======== SUPPLIED ENTRIES ========

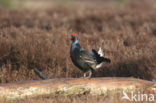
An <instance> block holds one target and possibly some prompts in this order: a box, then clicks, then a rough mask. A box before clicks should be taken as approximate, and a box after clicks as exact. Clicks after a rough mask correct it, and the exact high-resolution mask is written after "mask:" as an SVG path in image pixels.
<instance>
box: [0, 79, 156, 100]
mask: <svg viewBox="0 0 156 103" xmlns="http://www.w3.org/2000/svg"><path fill="white" fill-rule="evenodd" d="M138 90H141V91H143V92H152V93H156V83H154V82H150V81H146V80H141V79H135V78H90V79H84V78H64V79H48V80H40V81H25V82H17V83H7V84H1V85H0V99H7V100H8V99H11V100H12V99H17V98H18V99H22V98H24V97H36V96H41V95H42V96H44V95H77V94H86V93H87V94H91V95H104V96H106V95H109V93H110V92H113V91H115V92H118V93H122V92H123V91H124V92H127V93H128V92H131V91H138Z"/></svg>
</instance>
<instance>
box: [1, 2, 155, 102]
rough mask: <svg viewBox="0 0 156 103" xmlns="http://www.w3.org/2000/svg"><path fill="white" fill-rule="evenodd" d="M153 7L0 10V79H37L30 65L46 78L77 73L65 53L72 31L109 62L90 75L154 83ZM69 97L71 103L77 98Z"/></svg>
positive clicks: (67, 99)
mask: <svg viewBox="0 0 156 103" xmlns="http://www.w3.org/2000/svg"><path fill="white" fill-rule="evenodd" d="M140 2H141V3H140ZM81 4H82V5H81ZM97 5H98V6H97ZM155 11H156V2H155V0H135V1H133V0H132V1H130V0H124V2H122V1H120V2H117V1H111V2H108V1H107V2H106V1H100V2H96V3H95V2H93V3H92V2H89V3H88V4H87V2H85V4H83V3H82V2H78V3H71V4H70V5H68V6H67V5H64V6H62V5H58V6H54V7H51V8H47V9H45V8H44V9H43V10H42V9H30V8H29V9H28V8H27V9H24V8H21V9H17V8H16V9H5V8H0V83H8V82H15V81H22V80H38V79H40V78H39V77H38V76H37V75H36V74H35V73H34V71H33V69H34V68H38V69H39V70H40V71H41V72H42V73H43V74H44V75H46V76H47V77H48V78H71V77H72V78H76V77H81V76H82V75H83V73H82V72H81V71H80V70H79V69H77V68H76V67H75V66H74V65H73V64H72V62H71V59H70V55H69V51H70V44H71V41H70V37H71V33H73V32H74V33H78V34H79V41H80V44H81V45H82V46H83V47H84V48H85V49H90V50H91V49H92V48H95V49H96V50H98V48H99V47H101V48H102V49H103V51H104V55H105V57H107V58H110V59H111V61H112V62H111V64H107V63H104V65H103V67H102V68H101V69H99V70H98V71H96V73H95V74H94V76H95V77H136V78H141V79H145V80H150V81H155V80H156V13H155ZM89 97H90V96H89ZM63 98H67V97H63ZM74 98H75V103H77V98H79V97H74ZM74 98H67V99H58V101H59V100H60V102H61V100H62V101H63V100H67V103H68V102H69V101H70V100H71V99H74ZM94 98H96V99H94V100H97V102H98V101H99V103H101V102H100V99H98V97H94ZM99 98H100V97H99ZM81 99H83V100H84V97H80V98H79V100H80V101H81ZM101 99H104V98H101ZM56 100H57V99H56ZM30 101H31V100H30ZM47 101H48V102H49V103H51V102H50V101H51V99H50V100H49V99H47ZM73 101H74V100H73ZM84 101H85V103H87V102H88V101H90V100H89V99H87V98H85V100H84ZM102 101H103V100H102ZM54 102H55V101H54ZM92 102H95V101H92ZM81 103H82V102H81Z"/></svg>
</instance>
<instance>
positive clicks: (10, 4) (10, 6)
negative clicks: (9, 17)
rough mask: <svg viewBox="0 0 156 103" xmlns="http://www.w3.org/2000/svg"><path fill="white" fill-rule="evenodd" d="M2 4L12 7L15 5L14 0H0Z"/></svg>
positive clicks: (6, 5) (5, 6)
mask: <svg viewBox="0 0 156 103" xmlns="http://www.w3.org/2000/svg"><path fill="white" fill-rule="evenodd" d="M0 6H1V7H4V8H10V7H12V6H13V1H12V0H0Z"/></svg>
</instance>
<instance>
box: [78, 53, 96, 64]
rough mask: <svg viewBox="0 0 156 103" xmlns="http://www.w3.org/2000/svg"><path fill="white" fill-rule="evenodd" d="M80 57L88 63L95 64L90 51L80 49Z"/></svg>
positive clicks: (82, 59) (92, 57)
mask: <svg viewBox="0 0 156 103" xmlns="http://www.w3.org/2000/svg"><path fill="white" fill-rule="evenodd" d="M80 58H81V59H82V60H83V61H84V62H86V63H88V64H90V65H96V61H95V59H94V57H93V54H92V51H87V50H81V51H80Z"/></svg>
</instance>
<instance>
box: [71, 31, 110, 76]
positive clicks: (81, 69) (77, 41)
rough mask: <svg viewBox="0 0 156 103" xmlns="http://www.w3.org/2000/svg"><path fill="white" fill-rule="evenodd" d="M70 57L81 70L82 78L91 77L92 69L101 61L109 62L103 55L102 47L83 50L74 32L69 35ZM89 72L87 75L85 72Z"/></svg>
mask: <svg viewBox="0 0 156 103" xmlns="http://www.w3.org/2000/svg"><path fill="white" fill-rule="evenodd" d="M71 41H72V43H71V47H70V58H71V60H72V62H73V64H74V65H75V66H76V67H78V68H79V69H80V70H81V71H83V73H84V74H83V78H91V77H92V74H93V72H94V71H96V70H97V69H98V68H100V67H101V64H102V62H107V63H110V62H111V60H110V59H109V58H105V57H103V53H102V49H101V48H100V49H99V51H98V52H97V51H96V50H95V49H92V50H85V49H84V48H82V47H81V45H80V44H79V39H78V37H77V34H76V33H72V35H71ZM87 72H89V74H88V76H87V75H86V73H87Z"/></svg>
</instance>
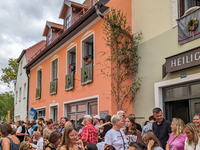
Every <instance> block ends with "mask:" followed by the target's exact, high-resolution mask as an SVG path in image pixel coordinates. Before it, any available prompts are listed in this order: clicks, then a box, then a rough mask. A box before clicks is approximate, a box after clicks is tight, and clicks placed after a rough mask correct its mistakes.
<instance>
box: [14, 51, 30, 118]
mask: <svg viewBox="0 0 200 150" xmlns="http://www.w3.org/2000/svg"><path fill="white" fill-rule="evenodd" d="M17 62H18V63H19V66H18V72H17V80H16V84H15V100H14V121H18V120H24V121H26V120H27V114H28V111H27V101H28V97H27V93H28V77H27V74H26V70H25V69H23V67H24V66H25V65H26V64H27V57H26V50H23V51H22V53H21V55H20V57H19V59H18V60H17Z"/></svg>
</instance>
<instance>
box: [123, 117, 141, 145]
mask: <svg viewBox="0 0 200 150" xmlns="http://www.w3.org/2000/svg"><path fill="white" fill-rule="evenodd" d="M125 124H126V126H125V128H124V133H125V135H126V139H127V140H128V143H131V142H142V136H141V132H140V131H139V130H137V128H136V124H135V120H134V118H133V117H132V116H128V117H127V118H126V119H125Z"/></svg>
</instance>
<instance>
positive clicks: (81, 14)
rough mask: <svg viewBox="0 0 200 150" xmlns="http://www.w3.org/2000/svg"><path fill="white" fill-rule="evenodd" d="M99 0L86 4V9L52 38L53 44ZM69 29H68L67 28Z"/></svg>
mask: <svg viewBox="0 0 200 150" xmlns="http://www.w3.org/2000/svg"><path fill="white" fill-rule="evenodd" d="M98 1H99V0H91V1H89V2H88V3H85V4H84V8H83V9H82V10H81V11H80V12H79V13H78V14H77V15H76V16H75V17H74V18H72V20H71V21H69V23H68V24H67V25H66V26H64V28H63V30H60V31H59V32H58V33H57V34H56V35H54V36H52V38H51V42H53V41H54V40H55V39H57V38H58V37H59V36H60V35H61V34H62V33H63V32H64V31H66V30H67V29H68V28H69V27H70V26H71V25H73V24H74V23H75V22H76V21H77V20H78V19H79V18H81V17H82V15H84V14H85V13H86V12H87V11H88V10H89V9H90V8H91V7H92V6H94V5H95V4H96V3H97V2H98ZM66 27H68V28H66Z"/></svg>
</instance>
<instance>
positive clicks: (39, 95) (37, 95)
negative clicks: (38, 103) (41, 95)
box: [35, 87, 41, 100]
mask: <svg viewBox="0 0 200 150" xmlns="http://www.w3.org/2000/svg"><path fill="white" fill-rule="evenodd" d="M40 98H41V88H40V87H38V88H36V97H35V99H36V100H38V99H40Z"/></svg>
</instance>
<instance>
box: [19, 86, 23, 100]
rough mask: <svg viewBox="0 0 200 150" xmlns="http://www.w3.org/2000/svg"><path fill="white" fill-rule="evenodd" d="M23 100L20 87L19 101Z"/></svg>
mask: <svg viewBox="0 0 200 150" xmlns="http://www.w3.org/2000/svg"><path fill="white" fill-rule="evenodd" d="M21 100H22V88H21V87H20V88H19V102H20V101H21Z"/></svg>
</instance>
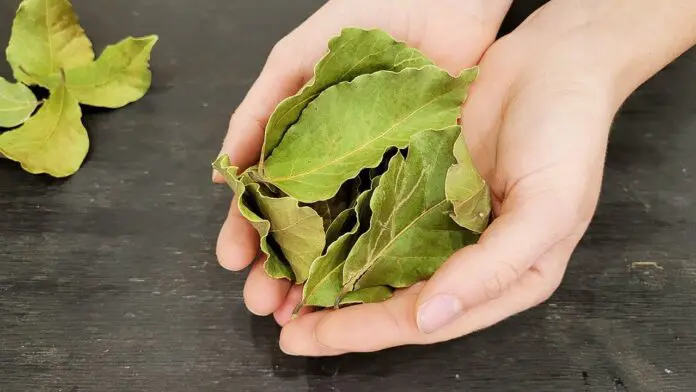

========

# PROBLEM DETAILS
Looking at the records above, how many lines contain "negative"? Answer with the number alone.

# RESULT OF THIS EXERCISE
2